#### Task material ####

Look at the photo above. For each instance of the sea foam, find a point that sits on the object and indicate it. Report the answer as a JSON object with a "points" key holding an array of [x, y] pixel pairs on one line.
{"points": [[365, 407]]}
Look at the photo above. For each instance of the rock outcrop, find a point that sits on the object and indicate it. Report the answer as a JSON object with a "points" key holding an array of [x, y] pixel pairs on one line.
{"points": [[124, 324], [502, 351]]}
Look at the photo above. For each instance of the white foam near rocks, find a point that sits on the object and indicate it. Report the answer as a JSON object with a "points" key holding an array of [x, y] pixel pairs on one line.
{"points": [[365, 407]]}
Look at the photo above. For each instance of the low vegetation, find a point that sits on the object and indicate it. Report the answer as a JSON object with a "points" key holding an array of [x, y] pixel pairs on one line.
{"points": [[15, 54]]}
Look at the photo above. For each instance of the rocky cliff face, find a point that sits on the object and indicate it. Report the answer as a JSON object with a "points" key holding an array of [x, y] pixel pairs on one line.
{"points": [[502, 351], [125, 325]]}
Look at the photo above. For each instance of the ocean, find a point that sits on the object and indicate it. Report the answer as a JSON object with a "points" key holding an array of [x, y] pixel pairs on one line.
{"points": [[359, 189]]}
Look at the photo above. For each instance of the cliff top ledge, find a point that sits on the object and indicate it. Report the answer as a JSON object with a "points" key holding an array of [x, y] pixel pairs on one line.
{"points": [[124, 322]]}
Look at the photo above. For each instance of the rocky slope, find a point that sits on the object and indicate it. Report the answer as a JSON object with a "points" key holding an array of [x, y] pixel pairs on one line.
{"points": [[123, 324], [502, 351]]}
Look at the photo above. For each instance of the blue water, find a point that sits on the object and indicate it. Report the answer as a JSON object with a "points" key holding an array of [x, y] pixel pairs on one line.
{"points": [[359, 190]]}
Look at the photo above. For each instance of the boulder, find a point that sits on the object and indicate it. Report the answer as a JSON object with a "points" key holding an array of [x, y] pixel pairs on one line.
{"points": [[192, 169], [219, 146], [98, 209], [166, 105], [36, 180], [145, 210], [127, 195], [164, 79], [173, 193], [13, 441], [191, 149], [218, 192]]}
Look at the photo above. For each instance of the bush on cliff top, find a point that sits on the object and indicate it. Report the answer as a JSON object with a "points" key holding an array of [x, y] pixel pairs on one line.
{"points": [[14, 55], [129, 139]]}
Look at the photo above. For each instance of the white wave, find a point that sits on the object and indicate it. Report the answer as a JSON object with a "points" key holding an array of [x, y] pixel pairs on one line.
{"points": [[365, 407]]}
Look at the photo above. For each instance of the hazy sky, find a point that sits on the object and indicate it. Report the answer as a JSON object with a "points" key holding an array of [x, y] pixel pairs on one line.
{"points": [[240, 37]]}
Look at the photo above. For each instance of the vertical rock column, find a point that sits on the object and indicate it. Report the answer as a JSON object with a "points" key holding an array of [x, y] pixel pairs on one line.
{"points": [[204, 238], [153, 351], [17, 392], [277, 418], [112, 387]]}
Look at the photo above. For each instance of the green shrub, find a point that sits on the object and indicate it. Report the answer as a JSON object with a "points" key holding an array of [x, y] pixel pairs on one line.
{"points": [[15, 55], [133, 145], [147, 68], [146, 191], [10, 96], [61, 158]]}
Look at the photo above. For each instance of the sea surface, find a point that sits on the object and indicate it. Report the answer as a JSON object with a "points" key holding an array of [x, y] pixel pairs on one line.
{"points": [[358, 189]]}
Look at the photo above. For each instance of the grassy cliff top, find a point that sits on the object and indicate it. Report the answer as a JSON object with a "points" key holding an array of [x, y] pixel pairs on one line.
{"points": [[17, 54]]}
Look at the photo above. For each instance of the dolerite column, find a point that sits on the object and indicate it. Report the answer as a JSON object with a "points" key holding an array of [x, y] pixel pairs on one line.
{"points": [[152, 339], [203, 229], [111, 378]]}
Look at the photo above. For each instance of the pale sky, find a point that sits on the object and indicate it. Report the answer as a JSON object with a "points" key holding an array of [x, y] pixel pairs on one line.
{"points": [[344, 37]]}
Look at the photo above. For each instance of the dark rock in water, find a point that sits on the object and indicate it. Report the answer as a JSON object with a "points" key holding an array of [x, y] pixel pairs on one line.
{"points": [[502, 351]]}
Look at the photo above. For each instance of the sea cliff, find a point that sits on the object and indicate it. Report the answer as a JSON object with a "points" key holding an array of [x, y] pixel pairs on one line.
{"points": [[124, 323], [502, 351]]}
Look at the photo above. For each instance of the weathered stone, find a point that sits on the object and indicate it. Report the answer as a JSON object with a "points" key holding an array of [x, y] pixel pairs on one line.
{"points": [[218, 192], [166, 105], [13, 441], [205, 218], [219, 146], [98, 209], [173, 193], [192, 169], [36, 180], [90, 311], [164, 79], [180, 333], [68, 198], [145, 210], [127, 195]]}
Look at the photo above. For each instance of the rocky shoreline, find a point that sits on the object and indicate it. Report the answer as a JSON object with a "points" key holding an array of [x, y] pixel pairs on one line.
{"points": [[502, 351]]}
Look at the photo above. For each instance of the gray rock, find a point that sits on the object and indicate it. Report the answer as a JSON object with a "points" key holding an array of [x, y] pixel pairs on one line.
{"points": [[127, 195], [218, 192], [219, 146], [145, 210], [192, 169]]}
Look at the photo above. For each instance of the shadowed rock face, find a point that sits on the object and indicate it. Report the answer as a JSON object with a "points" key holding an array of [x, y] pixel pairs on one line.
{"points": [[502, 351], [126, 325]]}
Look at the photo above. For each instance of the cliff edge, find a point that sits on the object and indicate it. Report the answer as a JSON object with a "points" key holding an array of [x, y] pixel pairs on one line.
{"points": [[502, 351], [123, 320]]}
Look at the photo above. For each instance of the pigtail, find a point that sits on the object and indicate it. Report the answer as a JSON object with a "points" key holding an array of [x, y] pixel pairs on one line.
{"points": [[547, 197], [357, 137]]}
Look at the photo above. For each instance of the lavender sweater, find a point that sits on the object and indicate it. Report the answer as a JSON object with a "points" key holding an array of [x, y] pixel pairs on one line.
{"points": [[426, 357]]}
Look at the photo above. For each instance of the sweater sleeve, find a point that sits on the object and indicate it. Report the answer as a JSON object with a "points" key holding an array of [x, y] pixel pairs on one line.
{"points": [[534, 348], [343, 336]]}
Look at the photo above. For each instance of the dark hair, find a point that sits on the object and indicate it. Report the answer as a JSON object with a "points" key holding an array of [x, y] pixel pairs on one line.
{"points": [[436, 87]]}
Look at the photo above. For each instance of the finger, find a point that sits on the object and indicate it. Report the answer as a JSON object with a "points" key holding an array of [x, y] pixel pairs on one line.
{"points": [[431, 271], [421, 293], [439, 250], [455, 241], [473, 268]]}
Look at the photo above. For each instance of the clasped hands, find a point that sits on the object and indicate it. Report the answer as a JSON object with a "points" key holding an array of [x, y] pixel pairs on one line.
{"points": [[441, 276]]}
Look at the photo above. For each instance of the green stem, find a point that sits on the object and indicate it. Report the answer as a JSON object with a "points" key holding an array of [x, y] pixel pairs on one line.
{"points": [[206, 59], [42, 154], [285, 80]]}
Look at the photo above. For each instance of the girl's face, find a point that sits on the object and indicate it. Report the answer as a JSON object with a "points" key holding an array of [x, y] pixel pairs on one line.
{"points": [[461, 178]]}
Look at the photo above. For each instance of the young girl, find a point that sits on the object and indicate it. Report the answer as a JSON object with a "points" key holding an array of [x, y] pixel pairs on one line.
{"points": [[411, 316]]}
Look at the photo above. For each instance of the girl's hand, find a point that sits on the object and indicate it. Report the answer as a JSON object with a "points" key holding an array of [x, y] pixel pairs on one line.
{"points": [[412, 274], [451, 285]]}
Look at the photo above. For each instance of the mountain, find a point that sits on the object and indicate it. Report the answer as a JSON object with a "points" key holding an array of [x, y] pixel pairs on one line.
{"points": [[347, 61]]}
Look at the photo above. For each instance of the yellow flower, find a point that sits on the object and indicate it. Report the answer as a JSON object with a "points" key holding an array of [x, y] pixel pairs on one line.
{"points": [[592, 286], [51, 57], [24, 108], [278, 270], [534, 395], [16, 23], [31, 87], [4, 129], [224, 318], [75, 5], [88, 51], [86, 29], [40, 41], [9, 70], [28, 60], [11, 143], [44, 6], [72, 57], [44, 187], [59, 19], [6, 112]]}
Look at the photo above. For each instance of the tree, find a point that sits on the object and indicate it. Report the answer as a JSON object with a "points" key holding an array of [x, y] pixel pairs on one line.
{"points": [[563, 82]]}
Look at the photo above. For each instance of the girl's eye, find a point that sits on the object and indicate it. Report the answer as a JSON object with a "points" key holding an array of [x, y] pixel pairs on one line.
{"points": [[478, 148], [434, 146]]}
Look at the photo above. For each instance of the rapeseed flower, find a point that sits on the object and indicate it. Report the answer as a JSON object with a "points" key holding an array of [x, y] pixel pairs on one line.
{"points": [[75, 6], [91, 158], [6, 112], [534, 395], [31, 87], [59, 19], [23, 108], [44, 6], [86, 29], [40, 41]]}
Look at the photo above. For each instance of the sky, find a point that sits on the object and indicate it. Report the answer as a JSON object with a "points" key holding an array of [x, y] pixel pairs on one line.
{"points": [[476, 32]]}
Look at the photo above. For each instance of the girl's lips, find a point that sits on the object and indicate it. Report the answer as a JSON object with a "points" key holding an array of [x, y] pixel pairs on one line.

####

Copy out every line from the one containing "Look at the photo above. For each instance of the yellow" to the end of the material, both ends included.

» Finished exercise
Look at the photo above. For each instance of the yellow flower, find a point that sits on the object and indicate it. Report the answer as a JSON object with a "points" key holding an array of [x, y] pixel pairs on one line.
{"points": [[592, 286], [51, 57], [24, 108], [278, 270], [534, 395], [16, 23], [31, 87], [4, 129], [224, 318], [75, 5], [88, 51], [86, 29], [40, 41], [9, 70], [28, 60], [11, 143], [44, 6], [72, 57], [44, 187], [59, 19], [6, 112]]}
Look at the photo above. For each instance of the tree, find a point that sits on the object and indicate it. Report the answer as a JSON object with a "points" key holding an array of [x, y] pixel pairs on one line.
{"points": [[563, 82]]}
Look at the photo above. For each instance of the girl's eye, find a point that sits on the object and indicate it. Report the answer as a JSON object with a "points" key holding an array of [x, y] pixel pairs on one line.
{"points": [[478, 148], [434, 146]]}
Look at the photo above. For each instance of the rapeseed flower, find a point that sits on the object and indicate it. Report the answer as a JSON object with a "points" key holding an array of [x, y] pixel pairs on one line.
{"points": [[75, 6], [91, 158], [6, 112], [534, 395], [31, 87], [59, 19], [23, 108], [44, 6], [86, 29], [40, 41]]}
Look at the photo above. For each instance of the sky, find a point that sits on the object and indicate it. Report the answer as a JSON object with a "points" key holding an array of [x, y] pixel pairs on one line.
{"points": [[476, 32]]}
Look at the photo above. For each instance of the girl's lips, find a point that sits on the object and indicate it. Report the answer as a JSON object with a "points" key holding an array of [x, y] pixel pairs on one line.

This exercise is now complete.